--- Work to complete ---
Reproduce word for word the portion of the case summaries below between "The Personal Insurance" and "of the Tribunal.", inclusive.
[Page text Boundary: Start]
The Personal Insurance Co. v. Jia (2020 ONSC 6361)

The insurer appealed the LAT’s decision that counsel acting in a priority matter could not also act in the LAT dispute, and the decision excluding the transcript from the priority EUO from the LAT hearing. The Court dismissed the appeal and concluded that the LAT’s decision was reasonable. It held that a conflict could arise if the same counsel acted in the priority dispute and at the LAT. It also reasoned that the protections of section 33 would not be followed if the priority EUO transcript was admitted without leave of the Tribunal.

B.M. v. Unica Insurance Inc. (19-009381)

The claimant sought entitlement to two medical benefits for physiotherapy and occupational therapy services. The claimant had a significant pre-accident medical history that included a workplace accident, two separate motor vehicle accidents in 2013, chronic lumbar radiculopathy, and chronic lower back pain. He was also involved in a subsequent motor vehicle accident in 2016 after the subject accident. The insurer argued that the disputed treatment plans fail the test for causation. The claimant submitted the disputed treatment plans shortly after the 2016 accident. The insurer argued that the claimant ought to have commenced an accident benefits claim in relation to that loss. The claimant argued that the accident need not be the sole cause of the injuries in order to meet the “but for” test as established in Sabadash v. State Farm. Vice Chair McGee found that the subject accident met this threshold and deemed the two treatment plans to be reasonable and necessary. An issue was also raised as to whether the insurer satisfied the IE notice requirements in section 44(5) of the Schedule. The insurer sent IE notices to the claimant, but omitted crucial information as to the reasons for the sought examination. The notices simply stated “Rescheduled assessment” and “RESCHEDULED” as the reasons. Vice Chair McGee found that the insurer’s notice was patently deficient. Neither of the IE notices provided comprehensible “medical or other reasons” for the requested examinations. She reasoned that an insured person should not be expected to piece together “medical or other reasons” for an examination from disparate notices and correspondence or to advise an insurer of deficiencies in those notices so they may be corrected. Vice Chair McGee concluded that the appropriate remedy was the exclusion of the IE reports.

A.J. v. Aviva General Insurance (19-010794)
[Page text Boundary: End]
[Supplied entries Boundary: Start]
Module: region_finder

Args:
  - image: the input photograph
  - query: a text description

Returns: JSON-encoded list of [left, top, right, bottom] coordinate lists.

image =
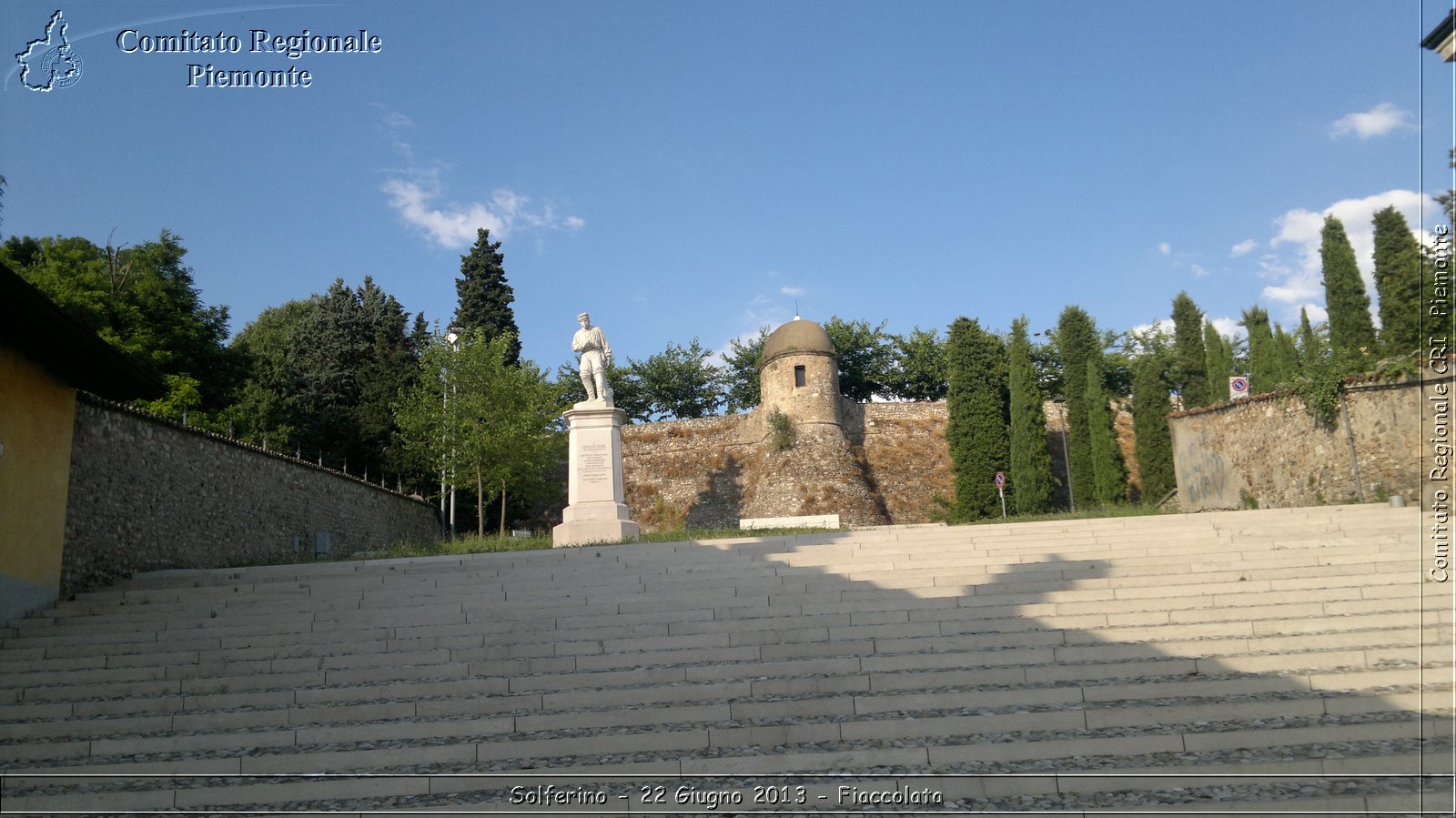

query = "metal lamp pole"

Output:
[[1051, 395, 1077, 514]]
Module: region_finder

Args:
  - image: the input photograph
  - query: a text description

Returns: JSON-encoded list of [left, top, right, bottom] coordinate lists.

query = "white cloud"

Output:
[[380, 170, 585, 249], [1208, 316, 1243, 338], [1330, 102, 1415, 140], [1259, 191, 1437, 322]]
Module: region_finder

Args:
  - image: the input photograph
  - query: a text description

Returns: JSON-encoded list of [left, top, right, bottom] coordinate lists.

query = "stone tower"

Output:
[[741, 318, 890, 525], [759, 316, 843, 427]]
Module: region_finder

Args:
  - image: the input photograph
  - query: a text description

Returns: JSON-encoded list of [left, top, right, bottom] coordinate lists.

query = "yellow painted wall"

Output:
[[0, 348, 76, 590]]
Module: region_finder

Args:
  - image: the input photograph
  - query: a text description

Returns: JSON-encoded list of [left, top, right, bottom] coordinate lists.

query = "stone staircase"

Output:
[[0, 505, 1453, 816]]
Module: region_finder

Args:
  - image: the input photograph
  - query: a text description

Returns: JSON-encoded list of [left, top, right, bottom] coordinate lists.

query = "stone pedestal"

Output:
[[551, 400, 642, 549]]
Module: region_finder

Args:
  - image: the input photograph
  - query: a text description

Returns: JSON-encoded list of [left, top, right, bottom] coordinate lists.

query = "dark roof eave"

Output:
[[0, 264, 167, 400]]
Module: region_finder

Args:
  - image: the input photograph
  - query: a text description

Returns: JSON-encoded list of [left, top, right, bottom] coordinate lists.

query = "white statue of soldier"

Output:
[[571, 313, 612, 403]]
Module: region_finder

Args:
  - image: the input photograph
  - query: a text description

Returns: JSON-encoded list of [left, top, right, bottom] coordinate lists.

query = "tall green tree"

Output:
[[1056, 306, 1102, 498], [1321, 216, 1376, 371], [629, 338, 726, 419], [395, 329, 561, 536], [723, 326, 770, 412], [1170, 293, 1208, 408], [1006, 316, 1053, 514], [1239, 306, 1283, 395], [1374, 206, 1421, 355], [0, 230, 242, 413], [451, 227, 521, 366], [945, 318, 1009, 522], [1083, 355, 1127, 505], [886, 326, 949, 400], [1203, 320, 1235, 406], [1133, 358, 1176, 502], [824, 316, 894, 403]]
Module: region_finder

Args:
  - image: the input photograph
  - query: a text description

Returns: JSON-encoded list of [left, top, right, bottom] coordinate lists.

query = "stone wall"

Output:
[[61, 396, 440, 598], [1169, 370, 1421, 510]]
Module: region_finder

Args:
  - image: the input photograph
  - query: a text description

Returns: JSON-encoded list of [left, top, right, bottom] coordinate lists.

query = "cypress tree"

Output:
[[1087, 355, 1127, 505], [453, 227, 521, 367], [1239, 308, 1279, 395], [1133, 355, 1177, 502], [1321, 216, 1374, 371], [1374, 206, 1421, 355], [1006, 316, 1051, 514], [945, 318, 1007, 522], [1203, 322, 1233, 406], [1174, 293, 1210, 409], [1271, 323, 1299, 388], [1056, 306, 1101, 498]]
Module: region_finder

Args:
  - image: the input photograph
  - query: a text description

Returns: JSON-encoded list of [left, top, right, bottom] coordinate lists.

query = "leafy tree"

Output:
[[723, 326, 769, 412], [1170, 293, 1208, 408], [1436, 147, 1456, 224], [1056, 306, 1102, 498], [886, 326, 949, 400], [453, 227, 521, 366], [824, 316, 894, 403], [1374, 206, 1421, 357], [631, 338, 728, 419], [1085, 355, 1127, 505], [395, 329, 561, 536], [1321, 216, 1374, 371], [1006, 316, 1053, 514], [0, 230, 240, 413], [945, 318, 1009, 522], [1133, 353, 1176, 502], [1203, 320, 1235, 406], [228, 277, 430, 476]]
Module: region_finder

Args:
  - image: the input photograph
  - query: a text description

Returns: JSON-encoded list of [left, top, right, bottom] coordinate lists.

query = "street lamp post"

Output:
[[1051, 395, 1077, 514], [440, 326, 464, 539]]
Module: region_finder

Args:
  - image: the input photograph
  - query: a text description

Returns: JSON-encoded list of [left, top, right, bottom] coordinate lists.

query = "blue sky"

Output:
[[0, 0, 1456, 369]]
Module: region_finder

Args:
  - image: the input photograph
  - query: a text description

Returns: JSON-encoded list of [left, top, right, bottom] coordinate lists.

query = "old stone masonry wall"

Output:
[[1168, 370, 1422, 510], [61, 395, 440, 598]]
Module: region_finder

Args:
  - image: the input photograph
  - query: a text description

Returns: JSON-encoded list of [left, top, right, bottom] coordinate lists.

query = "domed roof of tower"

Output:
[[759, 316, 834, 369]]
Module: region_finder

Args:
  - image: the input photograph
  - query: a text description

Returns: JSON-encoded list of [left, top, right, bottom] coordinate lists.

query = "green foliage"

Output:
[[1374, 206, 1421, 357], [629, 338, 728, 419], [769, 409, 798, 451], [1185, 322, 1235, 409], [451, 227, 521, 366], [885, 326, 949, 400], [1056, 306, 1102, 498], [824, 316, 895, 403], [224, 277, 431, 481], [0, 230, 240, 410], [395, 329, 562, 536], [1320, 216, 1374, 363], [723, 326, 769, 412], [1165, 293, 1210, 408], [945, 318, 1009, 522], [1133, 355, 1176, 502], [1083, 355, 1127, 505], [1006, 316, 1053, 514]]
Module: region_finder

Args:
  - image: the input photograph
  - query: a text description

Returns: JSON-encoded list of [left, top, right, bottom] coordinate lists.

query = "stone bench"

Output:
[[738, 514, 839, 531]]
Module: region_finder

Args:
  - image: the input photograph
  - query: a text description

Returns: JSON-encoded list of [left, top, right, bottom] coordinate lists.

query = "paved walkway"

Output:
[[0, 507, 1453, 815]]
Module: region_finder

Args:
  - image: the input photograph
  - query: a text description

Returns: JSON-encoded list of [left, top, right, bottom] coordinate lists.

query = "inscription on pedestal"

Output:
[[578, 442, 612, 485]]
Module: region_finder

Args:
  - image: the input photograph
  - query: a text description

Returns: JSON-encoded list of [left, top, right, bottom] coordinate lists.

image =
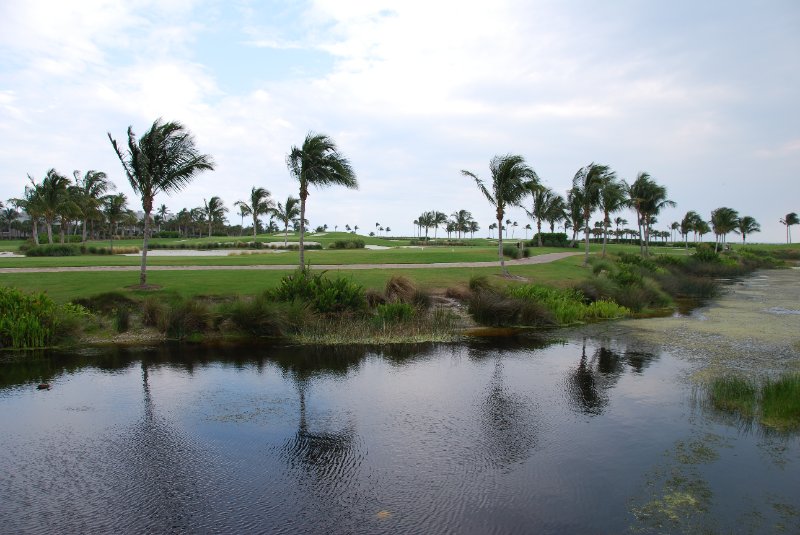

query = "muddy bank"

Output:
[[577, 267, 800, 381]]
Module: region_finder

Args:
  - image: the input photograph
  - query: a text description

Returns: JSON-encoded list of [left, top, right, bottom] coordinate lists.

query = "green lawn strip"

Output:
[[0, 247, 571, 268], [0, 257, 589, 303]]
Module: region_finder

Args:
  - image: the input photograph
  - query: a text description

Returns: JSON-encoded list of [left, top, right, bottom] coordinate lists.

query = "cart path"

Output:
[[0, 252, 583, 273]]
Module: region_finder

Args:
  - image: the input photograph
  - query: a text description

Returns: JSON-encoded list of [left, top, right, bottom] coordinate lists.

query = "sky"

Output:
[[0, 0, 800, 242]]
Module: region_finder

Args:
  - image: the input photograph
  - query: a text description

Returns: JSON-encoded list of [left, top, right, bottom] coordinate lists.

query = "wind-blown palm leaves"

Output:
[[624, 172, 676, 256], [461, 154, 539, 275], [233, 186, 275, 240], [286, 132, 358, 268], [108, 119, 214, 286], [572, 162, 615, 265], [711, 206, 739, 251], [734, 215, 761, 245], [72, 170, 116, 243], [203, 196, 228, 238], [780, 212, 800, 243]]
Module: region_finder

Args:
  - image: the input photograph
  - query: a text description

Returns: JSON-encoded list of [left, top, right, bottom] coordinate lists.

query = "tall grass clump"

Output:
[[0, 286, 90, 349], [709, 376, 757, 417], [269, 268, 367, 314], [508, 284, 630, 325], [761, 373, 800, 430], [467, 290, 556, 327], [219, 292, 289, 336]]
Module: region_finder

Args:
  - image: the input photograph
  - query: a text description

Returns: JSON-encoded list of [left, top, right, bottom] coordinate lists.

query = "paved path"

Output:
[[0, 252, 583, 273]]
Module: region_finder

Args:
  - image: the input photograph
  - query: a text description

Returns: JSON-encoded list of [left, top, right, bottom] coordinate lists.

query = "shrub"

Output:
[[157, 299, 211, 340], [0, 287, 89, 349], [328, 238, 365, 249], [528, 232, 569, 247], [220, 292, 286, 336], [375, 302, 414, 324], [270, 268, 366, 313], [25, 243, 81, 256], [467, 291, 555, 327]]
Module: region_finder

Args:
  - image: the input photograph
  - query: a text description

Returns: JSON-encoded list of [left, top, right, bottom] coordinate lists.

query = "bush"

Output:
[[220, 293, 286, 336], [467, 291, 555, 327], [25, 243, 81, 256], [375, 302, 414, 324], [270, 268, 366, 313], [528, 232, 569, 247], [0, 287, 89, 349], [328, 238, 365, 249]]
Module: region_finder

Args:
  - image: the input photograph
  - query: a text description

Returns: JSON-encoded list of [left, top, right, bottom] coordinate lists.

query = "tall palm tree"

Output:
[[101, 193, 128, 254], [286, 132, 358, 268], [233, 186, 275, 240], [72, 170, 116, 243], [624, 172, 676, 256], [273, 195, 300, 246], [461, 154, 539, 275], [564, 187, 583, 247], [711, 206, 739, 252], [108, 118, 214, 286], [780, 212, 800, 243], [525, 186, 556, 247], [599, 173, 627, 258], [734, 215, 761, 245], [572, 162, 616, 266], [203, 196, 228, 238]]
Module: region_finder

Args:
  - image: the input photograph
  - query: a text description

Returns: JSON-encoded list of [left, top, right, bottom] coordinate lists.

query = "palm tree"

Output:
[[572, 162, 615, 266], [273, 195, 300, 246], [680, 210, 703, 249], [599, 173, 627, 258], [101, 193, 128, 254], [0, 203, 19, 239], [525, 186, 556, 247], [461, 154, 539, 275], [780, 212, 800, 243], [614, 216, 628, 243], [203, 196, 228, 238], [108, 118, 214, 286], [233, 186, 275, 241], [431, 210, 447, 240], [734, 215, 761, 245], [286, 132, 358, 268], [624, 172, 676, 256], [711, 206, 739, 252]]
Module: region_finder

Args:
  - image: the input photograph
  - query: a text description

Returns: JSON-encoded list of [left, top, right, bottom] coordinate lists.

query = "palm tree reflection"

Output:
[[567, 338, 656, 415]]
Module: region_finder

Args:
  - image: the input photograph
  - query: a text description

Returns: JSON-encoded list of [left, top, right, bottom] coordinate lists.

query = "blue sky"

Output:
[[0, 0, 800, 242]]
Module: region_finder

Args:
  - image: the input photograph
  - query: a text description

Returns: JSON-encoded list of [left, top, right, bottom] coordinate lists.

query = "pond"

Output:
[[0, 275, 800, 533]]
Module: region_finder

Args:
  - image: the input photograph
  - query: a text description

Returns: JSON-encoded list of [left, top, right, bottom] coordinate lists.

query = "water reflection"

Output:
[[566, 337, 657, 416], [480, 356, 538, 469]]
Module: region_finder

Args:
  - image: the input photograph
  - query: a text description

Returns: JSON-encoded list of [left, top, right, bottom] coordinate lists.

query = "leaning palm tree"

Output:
[Supplied entries Boundary: End]
--- Your solution ---
The Personal Insurance Co. v. Jia (2020 ONSC 6361)

The insurer appealed the LAT’s decision that counsel acting in a priority matter could not also act in the LAT dispute, and the decision excluding the transcript from the priority EUO from the LAT hearing. The Court dismissed the appeal and concluded that the LAT’s decision was reasonable. It held that a conflict could arise if the same counsel acted in the priority dispute and at the LAT. It also reasoned that the protections of section 33 would not be followed if the priority EUO transcript was admitted without leave of the Tribunal.